Written task 1 - Quote the stretch of the passage on manufacturing variation from "Take ASML’s photolithography" through "of each layer.".
Written task 2 - Name every factor that the passage on manufacturing variation says plays a role in determining whether a method suits a specific manufacturing process.
Written task 3 - Carry on the passage on manufacturing variation from where it stops.

Document text -
Take ASML’s photolithography machines used in semiconductor manufacturing. These systems can etch features onto a silicon wafer with a pitch as small as 13.5 nanometers. Yet even they account for up to 2 nanometers of variation, in the precise placement of each layer.

Now you’re thinking, well nanometers are close enough, why can’t we do that for everything? Well, for a start photolithography is a very specialized process. Even if we could use it elsewhere, we cannot afford to distribute $400million machines throughout our production line.

Cost, weight, performance, and cycle time all play a role in determining whether a certain method is more suited to a specific manufacturing process. For instance, welding sheet metal panels together to make a car body is better in all four categories than CNC machining the same car body out of a billet of aluminum. Even though a CNC process is more accurate and less variable.

🏁 Start with the End in Mind

For complex products, managing variation begins in the design phase. When done well, it links product requirements to manufacturing capability and quality control.

Dataset excerpts about pointing at objects
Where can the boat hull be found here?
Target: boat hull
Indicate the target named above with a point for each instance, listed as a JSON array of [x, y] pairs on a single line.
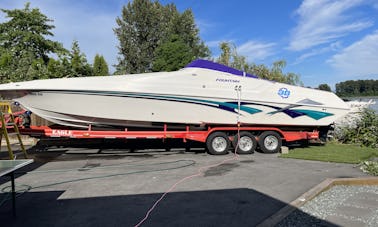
[[81, 109]]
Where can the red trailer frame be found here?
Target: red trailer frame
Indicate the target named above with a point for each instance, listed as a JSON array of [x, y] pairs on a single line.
[[212, 136]]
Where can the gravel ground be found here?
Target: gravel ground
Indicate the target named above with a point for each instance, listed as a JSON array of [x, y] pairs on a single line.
[[339, 206]]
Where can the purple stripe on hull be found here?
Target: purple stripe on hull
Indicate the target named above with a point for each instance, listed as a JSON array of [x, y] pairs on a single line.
[[204, 64]]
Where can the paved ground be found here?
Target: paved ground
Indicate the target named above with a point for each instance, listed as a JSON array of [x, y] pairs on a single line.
[[110, 187]]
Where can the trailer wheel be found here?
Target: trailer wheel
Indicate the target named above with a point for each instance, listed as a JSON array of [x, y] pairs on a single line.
[[246, 143], [24, 120], [270, 142], [218, 143]]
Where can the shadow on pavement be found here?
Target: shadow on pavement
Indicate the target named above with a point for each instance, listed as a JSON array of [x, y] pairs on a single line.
[[230, 207]]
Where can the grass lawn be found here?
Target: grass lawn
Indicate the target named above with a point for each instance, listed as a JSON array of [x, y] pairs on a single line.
[[332, 152]]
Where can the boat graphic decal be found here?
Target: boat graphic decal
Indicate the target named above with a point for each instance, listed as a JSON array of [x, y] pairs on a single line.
[[227, 106], [293, 113], [314, 114]]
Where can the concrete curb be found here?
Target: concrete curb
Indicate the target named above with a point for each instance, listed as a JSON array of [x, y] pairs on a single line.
[[312, 193]]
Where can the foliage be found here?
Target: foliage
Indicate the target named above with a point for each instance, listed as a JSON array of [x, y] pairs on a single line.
[[27, 54], [352, 88], [79, 65], [172, 55], [333, 152], [324, 87], [100, 67], [144, 26], [364, 131], [370, 167], [230, 57], [24, 48]]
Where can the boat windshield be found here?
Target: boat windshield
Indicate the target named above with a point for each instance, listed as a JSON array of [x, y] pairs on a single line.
[[204, 64]]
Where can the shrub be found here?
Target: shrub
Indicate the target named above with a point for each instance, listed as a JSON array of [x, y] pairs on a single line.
[[370, 167], [361, 129]]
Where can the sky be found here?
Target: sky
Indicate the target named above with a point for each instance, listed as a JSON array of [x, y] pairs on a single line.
[[323, 41]]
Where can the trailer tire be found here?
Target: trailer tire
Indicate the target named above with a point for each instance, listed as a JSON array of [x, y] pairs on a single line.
[[247, 144], [218, 143], [270, 142]]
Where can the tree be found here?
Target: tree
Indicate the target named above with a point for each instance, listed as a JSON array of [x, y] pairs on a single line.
[[172, 55], [100, 67], [146, 25], [324, 87], [24, 46], [78, 62], [230, 57], [352, 88]]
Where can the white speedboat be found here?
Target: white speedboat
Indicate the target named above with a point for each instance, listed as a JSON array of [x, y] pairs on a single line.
[[201, 94]]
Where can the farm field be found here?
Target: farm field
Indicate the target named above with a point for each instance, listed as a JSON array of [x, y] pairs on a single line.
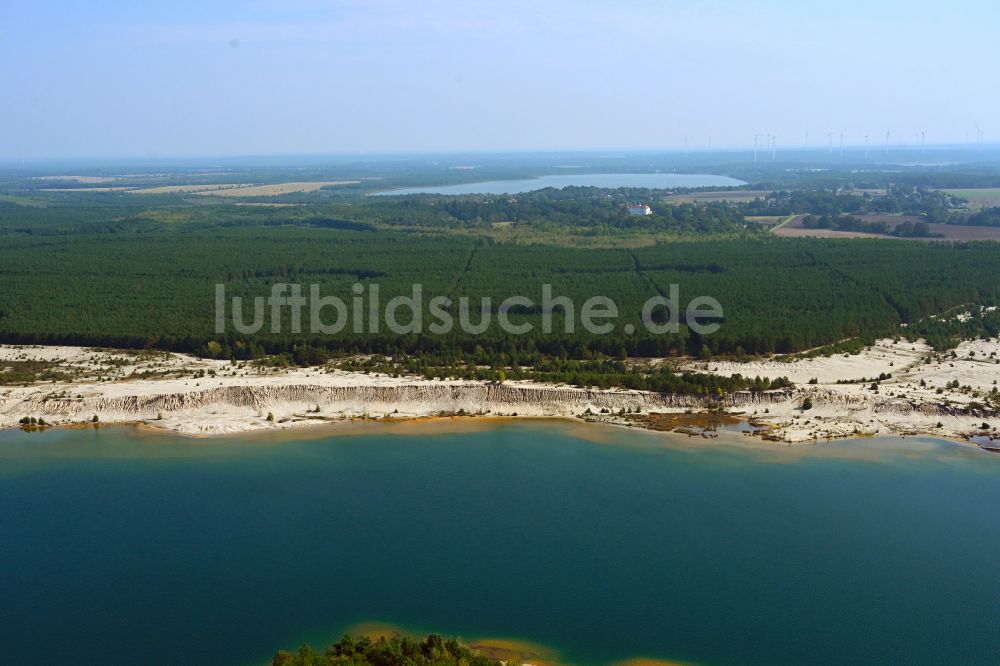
[[984, 197], [274, 189], [947, 232]]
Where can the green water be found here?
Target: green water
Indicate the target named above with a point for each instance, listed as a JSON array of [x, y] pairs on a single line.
[[126, 548]]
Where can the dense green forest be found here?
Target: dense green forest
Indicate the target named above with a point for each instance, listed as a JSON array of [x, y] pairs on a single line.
[[156, 289], [110, 268], [395, 651]]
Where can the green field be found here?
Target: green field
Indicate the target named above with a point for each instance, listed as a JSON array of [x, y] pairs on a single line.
[[984, 197]]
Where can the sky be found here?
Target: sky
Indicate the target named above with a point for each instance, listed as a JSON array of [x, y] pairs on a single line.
[[265, 77]]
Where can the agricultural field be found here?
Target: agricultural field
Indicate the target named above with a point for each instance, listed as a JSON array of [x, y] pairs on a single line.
[[978, 198], [940, 232]]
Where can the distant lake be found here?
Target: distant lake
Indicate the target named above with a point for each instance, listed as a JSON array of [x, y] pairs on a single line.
[[611, 180], [122, 547]]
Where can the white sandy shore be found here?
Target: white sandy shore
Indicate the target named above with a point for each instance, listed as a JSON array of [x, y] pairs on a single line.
[[205, 397], [900, 406]]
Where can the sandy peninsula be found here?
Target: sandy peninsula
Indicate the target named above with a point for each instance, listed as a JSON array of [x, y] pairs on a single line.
[[920, 392]]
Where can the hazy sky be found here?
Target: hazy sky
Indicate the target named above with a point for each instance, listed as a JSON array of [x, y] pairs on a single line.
[[127, 78]]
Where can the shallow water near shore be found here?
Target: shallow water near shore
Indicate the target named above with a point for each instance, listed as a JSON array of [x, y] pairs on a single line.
[[122, 546]]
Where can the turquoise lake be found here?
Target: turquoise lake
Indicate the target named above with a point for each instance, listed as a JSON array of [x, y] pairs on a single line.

Result 1 -
Take ASML’s photolithography machines used in semiconductor manufacturing. These systems can etch features onto a silicon wafer with a pitch as small as 13.5 nanometers. Yet even they account for up to 2 nanometers of variation, in the precise placement of each layer.

Result 2 - Cost, weight, performance, and cycle time.

Result 3 -
When your industrial design or styling department unveils their latest foam or clay model, if you look at it with a critical eye, you will spot a whole host of features that need to be controlled with precision. If not, it will lead to customer dissatisfaction.

Typically, for dimensions this will get quantified as a gap plan, where the nominal or perfect dimensions are specified between critical interfaces typically in a brochure or drawing. Examples for a car include, the gap between the headlamp and hood, symmetry of gap either side of the headlamp, or the flush/offset between the front and rear doors.

As well as the nominal value, a tolerance is placed on each dimension, which is the allowance given to the manufacturing process for how much it can deviate from the nominal value in production, typically within three quarters of a millimeter for a car, tens of microns for a phone.

Now, there are ways you can desensitize these interfaces, so they are less visible to customer such as the black ink decoration border around the edge of the glass in our computer display example. For a car, offsetting the surface between the headlamp and hood, so the panels don’t have to be perfectly matched.

The level of desensitization is a design decision, and how much this can be influenced by product engineering or manufacturing depends upon the company. Try telling Jony Ive back in the day that a certain feature on the latest MacBook is unmanufacturable and you would get short shrift, without pouring a lot of blood, sweat and tears in proving him wrong.

This is only the first level of Critical to Quality (CTQ) parameters.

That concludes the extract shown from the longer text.